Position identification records
=-=-=-=-=

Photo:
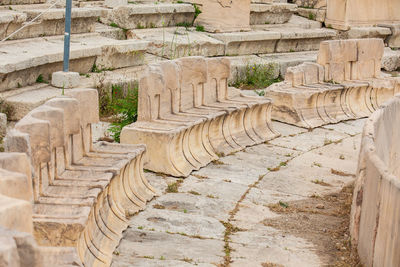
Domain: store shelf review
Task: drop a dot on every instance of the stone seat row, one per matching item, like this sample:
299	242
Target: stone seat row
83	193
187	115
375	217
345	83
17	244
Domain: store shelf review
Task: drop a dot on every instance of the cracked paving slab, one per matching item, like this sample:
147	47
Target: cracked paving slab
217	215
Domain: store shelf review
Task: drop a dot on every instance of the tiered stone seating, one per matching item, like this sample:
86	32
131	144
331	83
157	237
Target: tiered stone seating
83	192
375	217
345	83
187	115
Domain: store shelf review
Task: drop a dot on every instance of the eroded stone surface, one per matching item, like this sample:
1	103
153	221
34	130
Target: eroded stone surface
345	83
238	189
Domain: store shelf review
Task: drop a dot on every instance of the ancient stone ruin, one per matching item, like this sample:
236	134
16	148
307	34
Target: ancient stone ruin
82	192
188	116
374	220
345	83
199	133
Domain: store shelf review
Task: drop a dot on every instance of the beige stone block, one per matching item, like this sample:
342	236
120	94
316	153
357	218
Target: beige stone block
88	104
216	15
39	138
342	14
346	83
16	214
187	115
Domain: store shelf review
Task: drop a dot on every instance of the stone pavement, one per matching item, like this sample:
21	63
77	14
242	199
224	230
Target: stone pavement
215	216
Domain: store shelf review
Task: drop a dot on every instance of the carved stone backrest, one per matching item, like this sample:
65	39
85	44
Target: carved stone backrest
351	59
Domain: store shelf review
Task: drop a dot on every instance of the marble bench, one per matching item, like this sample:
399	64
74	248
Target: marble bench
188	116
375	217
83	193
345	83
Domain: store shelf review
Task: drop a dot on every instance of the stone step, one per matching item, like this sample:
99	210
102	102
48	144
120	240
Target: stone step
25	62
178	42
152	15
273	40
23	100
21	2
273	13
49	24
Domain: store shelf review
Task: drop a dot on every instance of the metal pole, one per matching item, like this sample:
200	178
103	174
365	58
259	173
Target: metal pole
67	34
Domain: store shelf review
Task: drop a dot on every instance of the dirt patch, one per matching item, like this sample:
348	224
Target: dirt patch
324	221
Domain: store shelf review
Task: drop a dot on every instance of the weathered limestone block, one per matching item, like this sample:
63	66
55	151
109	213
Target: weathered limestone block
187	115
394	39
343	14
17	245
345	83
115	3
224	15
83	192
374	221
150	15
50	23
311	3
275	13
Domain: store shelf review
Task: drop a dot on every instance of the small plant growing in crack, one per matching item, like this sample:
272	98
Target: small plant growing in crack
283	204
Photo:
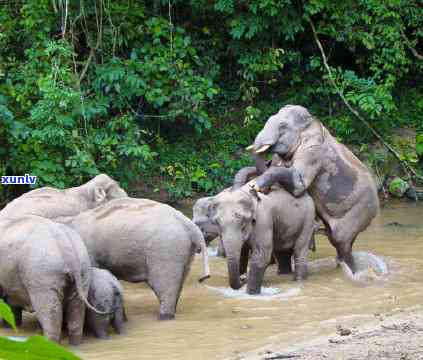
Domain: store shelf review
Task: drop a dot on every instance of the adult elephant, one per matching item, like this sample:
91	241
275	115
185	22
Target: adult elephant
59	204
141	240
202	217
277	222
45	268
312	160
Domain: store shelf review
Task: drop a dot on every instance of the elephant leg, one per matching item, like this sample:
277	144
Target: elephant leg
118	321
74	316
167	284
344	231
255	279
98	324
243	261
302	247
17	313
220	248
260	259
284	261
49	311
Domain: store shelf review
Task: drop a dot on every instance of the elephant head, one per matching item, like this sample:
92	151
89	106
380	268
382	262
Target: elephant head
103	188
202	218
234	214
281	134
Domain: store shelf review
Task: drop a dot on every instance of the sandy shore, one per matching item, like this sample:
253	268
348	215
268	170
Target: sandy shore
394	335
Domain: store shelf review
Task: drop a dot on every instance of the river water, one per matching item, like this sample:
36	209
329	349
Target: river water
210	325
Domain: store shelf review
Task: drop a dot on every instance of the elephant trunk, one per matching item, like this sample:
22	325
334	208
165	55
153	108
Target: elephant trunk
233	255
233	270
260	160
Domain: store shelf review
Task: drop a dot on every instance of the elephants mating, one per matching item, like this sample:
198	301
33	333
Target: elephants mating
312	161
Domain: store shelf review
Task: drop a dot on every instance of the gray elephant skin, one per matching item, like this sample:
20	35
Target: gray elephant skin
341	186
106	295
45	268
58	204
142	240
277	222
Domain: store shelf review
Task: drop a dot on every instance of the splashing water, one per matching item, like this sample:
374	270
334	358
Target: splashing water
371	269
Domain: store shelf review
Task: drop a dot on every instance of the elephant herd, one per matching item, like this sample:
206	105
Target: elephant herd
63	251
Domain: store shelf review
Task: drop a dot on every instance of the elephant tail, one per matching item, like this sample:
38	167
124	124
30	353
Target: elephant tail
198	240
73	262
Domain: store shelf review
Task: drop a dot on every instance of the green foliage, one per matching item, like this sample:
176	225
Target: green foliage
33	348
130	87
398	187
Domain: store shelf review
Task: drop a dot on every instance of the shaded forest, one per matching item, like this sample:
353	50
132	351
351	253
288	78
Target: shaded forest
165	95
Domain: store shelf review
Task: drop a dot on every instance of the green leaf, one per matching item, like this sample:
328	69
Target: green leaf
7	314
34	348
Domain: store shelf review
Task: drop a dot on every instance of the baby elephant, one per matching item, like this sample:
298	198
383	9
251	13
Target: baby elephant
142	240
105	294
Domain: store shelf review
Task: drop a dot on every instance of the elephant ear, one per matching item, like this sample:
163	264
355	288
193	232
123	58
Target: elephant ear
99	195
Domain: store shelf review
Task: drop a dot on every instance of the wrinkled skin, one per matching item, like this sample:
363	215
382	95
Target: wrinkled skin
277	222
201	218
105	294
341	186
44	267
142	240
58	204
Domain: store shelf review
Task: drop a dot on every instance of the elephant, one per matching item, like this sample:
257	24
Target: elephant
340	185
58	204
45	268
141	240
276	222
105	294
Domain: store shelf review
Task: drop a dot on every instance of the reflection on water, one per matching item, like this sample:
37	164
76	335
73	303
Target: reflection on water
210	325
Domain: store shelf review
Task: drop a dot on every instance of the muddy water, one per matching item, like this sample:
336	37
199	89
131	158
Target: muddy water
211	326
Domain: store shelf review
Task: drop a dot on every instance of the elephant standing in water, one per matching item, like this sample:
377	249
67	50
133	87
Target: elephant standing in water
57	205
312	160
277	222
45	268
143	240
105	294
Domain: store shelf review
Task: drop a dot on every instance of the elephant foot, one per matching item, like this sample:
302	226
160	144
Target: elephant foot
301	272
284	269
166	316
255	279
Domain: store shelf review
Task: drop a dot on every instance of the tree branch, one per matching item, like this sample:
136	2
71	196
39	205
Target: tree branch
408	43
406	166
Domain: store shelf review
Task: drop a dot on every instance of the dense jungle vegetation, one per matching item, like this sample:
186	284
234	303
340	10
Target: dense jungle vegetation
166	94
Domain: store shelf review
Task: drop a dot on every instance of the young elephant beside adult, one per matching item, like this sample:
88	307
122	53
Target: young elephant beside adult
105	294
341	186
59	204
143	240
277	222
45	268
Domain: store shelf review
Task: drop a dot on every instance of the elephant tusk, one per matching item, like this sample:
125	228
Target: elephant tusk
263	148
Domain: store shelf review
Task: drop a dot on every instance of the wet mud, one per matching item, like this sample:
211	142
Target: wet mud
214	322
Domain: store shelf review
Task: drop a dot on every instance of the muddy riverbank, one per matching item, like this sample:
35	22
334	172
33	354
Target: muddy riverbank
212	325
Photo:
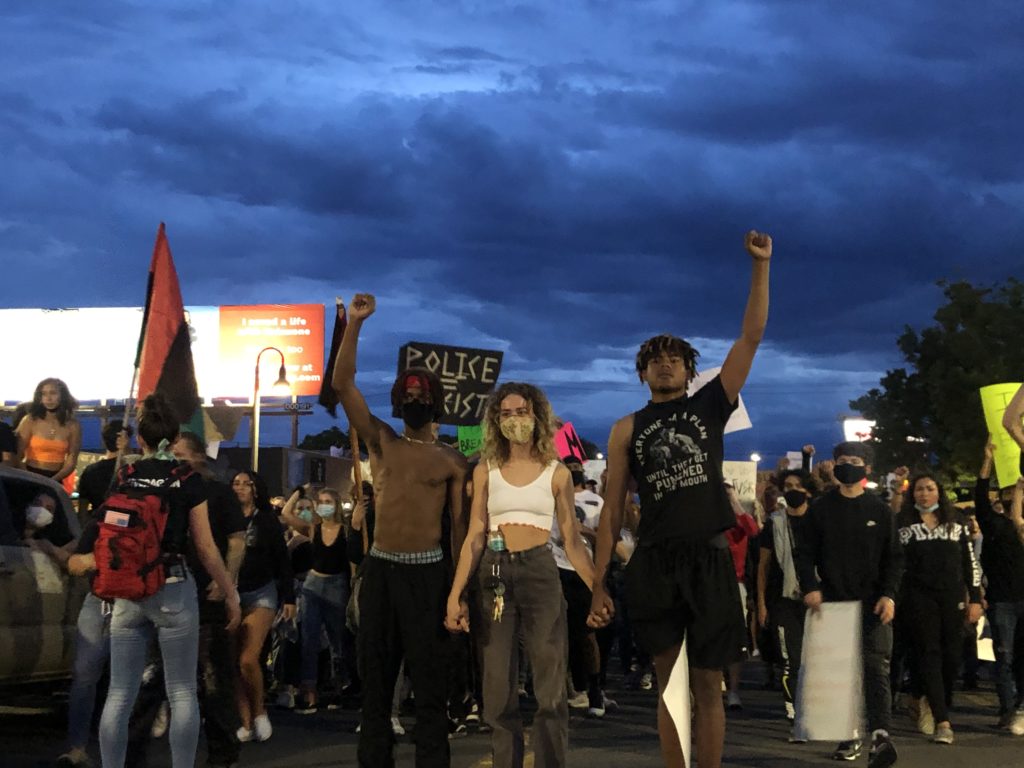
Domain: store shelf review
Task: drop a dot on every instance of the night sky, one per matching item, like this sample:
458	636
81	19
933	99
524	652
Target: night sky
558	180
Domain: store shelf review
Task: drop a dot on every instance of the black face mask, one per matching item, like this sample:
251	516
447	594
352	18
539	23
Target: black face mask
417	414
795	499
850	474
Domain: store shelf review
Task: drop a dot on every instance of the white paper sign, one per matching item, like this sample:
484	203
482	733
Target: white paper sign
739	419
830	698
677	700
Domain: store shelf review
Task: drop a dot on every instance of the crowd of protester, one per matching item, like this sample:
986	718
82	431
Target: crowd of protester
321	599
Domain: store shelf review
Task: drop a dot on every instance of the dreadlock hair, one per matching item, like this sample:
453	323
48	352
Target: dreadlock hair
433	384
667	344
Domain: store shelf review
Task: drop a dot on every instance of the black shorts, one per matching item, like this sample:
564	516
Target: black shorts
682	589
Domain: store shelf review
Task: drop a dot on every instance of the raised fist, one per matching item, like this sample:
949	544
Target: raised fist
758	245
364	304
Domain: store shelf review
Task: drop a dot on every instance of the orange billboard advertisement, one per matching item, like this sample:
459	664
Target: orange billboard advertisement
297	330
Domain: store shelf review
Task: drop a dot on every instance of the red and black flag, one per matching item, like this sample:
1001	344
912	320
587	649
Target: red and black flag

=-=-=-=-=

◆ **EXERCISE REQUIREMENTS**
Which of the lines above contain the string "vegetation"? Identify each of them and copy it out in full, treating uppercase and lowercase as different.

◆ **RESULT OF THE EXERCISE**
Task: drop a dot on every instance of the dense jungle vegetation, one per matching item, like this sample:
Target: dense jungle vegetation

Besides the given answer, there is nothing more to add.